* **The problem**
Write out, character for character, the line containing "Where can you see the lab coat collar" and all lines after it up to the end of the listing.
------
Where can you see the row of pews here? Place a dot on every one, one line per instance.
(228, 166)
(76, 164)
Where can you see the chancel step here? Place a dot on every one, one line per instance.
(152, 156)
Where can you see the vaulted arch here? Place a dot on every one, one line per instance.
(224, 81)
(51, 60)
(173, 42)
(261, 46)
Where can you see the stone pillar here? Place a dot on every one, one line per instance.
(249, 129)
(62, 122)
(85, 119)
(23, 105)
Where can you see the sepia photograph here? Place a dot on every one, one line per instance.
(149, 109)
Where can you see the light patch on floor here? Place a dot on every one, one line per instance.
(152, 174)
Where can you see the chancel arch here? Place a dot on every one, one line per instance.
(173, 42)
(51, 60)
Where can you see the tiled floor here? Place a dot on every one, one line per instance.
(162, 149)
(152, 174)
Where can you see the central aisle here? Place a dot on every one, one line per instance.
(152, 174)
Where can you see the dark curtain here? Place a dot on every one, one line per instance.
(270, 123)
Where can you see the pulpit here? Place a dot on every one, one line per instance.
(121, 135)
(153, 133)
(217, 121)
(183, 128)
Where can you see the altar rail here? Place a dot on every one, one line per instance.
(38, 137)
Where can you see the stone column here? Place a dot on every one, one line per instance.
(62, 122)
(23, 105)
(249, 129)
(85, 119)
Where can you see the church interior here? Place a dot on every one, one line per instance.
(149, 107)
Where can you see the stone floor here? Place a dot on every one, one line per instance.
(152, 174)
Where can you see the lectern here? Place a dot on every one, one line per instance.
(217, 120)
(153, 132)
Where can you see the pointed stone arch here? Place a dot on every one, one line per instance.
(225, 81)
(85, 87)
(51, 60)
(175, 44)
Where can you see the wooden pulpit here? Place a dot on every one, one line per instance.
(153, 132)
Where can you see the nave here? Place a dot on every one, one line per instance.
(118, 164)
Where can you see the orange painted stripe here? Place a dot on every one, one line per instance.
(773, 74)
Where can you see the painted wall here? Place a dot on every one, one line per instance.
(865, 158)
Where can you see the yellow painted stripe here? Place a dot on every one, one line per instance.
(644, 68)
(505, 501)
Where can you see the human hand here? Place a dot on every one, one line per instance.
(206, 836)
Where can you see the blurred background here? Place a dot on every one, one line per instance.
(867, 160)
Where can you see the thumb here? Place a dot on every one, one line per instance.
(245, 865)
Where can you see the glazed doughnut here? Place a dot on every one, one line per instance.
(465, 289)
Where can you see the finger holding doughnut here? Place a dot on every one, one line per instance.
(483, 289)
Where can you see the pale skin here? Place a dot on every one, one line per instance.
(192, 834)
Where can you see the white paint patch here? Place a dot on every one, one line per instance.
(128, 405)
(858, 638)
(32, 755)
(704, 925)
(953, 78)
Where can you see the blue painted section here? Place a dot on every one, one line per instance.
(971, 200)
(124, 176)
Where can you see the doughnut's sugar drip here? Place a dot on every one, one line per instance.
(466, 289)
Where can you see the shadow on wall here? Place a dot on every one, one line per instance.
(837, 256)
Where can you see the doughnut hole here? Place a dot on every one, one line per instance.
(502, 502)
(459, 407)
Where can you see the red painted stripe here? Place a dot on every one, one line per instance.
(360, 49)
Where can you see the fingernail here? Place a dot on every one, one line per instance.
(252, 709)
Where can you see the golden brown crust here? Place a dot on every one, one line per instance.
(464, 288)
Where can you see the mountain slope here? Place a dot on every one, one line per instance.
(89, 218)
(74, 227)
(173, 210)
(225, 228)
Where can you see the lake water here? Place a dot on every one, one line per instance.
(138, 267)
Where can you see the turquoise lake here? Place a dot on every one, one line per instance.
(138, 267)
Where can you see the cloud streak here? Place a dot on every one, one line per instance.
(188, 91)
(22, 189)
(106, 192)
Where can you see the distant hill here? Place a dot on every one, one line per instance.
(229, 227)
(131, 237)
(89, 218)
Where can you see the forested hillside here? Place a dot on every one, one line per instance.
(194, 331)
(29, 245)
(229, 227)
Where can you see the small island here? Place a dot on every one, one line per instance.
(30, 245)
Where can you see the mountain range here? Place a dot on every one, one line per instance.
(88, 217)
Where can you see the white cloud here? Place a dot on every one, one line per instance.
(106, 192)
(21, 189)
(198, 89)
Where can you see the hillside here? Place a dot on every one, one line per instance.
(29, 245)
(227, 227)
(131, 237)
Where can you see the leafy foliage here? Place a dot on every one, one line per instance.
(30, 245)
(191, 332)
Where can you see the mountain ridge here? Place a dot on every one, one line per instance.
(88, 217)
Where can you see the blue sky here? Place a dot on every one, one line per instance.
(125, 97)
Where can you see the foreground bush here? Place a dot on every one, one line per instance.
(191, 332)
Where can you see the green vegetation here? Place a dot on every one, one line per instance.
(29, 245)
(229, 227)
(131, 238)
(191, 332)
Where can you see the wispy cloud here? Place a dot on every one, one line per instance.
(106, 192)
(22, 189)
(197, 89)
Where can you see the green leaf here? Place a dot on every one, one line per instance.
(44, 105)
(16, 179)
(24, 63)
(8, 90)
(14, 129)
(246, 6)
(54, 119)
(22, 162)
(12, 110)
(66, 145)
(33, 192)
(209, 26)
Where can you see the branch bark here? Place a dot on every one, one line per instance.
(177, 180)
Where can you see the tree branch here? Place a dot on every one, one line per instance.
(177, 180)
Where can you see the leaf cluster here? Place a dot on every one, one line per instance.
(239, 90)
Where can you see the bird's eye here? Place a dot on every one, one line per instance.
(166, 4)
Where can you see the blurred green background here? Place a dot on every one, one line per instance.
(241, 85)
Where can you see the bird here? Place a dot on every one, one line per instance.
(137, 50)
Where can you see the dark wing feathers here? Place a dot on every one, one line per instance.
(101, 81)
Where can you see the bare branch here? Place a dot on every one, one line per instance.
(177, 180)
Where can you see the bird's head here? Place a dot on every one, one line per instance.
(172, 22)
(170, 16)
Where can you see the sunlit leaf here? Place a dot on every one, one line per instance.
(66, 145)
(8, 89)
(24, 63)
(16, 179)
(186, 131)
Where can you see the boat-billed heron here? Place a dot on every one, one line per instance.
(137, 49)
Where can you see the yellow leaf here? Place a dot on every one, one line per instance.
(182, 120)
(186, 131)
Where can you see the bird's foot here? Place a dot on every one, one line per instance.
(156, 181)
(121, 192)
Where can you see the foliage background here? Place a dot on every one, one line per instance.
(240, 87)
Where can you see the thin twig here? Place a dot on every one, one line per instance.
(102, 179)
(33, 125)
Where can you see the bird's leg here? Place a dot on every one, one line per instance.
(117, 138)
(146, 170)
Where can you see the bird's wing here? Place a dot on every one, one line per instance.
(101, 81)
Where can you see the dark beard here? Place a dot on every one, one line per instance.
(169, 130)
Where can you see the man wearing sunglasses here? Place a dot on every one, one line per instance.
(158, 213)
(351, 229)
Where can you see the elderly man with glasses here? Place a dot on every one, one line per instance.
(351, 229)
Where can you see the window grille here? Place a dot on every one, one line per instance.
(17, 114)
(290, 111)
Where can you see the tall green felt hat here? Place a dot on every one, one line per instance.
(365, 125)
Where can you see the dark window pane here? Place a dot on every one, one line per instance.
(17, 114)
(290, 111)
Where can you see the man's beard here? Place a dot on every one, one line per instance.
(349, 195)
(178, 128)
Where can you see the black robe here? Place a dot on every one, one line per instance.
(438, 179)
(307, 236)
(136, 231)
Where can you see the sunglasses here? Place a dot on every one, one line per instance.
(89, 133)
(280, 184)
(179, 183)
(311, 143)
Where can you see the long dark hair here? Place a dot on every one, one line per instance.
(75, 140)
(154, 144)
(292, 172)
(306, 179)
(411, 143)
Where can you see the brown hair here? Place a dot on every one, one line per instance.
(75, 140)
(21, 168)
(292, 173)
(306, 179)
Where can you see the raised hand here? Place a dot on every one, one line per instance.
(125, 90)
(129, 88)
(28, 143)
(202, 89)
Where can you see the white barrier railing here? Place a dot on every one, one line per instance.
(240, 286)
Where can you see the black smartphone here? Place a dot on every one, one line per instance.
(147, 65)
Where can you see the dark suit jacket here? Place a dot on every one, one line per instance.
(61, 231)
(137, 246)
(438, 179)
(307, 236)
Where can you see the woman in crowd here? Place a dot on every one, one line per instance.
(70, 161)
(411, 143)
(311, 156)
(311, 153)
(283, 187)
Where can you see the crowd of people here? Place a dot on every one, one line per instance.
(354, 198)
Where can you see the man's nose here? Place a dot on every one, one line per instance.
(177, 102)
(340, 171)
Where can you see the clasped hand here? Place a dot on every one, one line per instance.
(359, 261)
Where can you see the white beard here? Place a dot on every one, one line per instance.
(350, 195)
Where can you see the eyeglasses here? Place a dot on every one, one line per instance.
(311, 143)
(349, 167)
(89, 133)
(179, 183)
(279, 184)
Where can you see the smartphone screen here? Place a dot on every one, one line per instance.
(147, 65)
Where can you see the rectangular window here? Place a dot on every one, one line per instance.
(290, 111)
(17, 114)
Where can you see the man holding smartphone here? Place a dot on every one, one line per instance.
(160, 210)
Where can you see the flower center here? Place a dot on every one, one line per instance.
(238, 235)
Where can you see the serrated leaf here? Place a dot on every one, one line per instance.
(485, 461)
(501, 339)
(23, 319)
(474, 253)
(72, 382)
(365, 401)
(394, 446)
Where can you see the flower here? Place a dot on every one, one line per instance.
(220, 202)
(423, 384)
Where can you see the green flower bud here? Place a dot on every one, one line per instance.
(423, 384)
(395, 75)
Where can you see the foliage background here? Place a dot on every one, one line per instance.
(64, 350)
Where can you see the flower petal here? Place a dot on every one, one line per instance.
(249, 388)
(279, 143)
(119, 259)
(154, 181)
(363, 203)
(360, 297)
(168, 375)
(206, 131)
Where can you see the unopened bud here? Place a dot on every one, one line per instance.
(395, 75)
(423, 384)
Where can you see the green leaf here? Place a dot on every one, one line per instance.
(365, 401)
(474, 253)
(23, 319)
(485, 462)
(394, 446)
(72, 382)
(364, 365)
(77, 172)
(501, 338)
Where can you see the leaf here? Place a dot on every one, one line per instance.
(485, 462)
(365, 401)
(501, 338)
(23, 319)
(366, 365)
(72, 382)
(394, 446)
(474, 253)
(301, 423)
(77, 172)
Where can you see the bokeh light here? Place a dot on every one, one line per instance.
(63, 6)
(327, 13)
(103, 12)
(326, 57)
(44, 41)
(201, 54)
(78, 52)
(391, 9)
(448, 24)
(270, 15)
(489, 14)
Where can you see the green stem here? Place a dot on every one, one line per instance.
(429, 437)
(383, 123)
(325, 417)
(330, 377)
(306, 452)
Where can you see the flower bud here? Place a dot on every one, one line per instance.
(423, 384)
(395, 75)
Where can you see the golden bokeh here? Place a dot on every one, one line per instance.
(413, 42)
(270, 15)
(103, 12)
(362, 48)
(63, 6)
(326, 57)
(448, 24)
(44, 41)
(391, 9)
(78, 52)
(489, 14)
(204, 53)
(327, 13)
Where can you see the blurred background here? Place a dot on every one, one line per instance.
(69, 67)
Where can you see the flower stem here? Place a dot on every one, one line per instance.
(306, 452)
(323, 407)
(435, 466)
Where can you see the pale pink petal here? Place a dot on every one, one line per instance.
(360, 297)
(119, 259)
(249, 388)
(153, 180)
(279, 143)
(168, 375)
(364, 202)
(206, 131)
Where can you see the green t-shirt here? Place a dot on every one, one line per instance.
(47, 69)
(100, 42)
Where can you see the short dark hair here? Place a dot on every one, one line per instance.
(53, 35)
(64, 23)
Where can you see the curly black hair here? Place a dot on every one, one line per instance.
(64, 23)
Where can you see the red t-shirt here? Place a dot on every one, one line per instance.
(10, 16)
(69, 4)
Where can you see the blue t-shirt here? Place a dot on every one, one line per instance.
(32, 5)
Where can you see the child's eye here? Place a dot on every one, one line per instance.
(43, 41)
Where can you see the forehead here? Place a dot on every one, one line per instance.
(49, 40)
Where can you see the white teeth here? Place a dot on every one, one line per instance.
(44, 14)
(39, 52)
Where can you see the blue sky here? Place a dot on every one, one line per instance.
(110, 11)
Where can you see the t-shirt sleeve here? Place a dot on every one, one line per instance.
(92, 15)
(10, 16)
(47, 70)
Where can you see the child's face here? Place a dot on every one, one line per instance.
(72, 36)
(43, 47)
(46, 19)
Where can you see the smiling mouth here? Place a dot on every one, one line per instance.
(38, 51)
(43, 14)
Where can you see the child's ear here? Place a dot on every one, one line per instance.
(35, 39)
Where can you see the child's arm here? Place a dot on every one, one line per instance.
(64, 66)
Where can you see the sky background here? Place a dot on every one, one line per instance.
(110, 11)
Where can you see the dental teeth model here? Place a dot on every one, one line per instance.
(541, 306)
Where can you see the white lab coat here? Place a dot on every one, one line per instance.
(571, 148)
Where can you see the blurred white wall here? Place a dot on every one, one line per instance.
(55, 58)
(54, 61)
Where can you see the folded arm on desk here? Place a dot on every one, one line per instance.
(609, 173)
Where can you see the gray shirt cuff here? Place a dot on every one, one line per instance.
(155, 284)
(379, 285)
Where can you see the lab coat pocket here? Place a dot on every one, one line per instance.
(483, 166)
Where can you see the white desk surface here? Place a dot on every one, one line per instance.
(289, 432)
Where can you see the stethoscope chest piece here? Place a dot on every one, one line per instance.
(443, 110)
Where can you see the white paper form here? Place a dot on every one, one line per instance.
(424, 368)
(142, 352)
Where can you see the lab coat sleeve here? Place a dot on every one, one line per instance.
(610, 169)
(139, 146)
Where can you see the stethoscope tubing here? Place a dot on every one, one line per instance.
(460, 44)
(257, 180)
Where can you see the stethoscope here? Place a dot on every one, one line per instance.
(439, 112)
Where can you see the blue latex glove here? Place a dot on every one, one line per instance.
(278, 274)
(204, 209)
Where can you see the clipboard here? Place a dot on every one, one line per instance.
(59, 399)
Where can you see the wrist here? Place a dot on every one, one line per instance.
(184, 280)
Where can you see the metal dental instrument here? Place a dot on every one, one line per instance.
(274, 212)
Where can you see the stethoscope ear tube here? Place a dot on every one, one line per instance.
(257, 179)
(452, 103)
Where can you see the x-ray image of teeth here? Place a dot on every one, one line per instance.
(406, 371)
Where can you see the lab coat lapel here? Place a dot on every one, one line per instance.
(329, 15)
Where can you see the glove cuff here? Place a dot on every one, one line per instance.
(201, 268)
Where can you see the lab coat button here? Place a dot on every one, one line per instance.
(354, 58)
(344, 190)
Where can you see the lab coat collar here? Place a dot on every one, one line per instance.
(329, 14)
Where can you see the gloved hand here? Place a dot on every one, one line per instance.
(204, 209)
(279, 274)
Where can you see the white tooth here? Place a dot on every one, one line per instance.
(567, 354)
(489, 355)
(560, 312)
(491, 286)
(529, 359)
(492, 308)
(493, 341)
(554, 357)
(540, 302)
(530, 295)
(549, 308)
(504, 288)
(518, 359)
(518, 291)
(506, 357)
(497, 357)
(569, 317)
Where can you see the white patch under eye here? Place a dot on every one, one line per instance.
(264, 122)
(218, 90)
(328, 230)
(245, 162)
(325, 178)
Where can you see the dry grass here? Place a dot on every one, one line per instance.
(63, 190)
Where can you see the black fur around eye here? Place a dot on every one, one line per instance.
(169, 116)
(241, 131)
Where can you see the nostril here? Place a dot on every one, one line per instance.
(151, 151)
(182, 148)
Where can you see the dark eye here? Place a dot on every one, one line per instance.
------
* **Your solution**
Where can you see the lab coat collar here? Place a dot on every one, one line per instance.
(329, 14)
Where can you see the gloved hand here? Place a dot on every one, one line per instance.
(204, 209)
(279, 274)
Where can you see the white tooth here? Place a dot on every one, one line per instance.
(567, 354)
(489, 355)
(560, 312)
(491, 286)
(529, 359)
(492, 308)
(493, 341)
(554, 357)
(540, 302)
(530, 295)
(549, 308)
(504, 288)
(518, 359)
(518, 291)
(506, 357)
(497, 357)
(569, 317)
Where can you see the white patch under eye here? Place a dot on every one, one line per instance.
(264, 122)
(218, 90)
(328, 230)
(245, 162)
(325, 178)
Where can you see the dry grass here? Place a dot on every one, one line per instance.
(63, 190)
Where can you see the black fur around eye here? Place a dot on every one, one line per instance.
(169, 116)
(241, 131)
Where can you see the nostril here? Place a dot on every one, one line per instance.
(151, 151)
(182, 148)
Where can you see the dark eye here? Place a dot on every one, one line per instance.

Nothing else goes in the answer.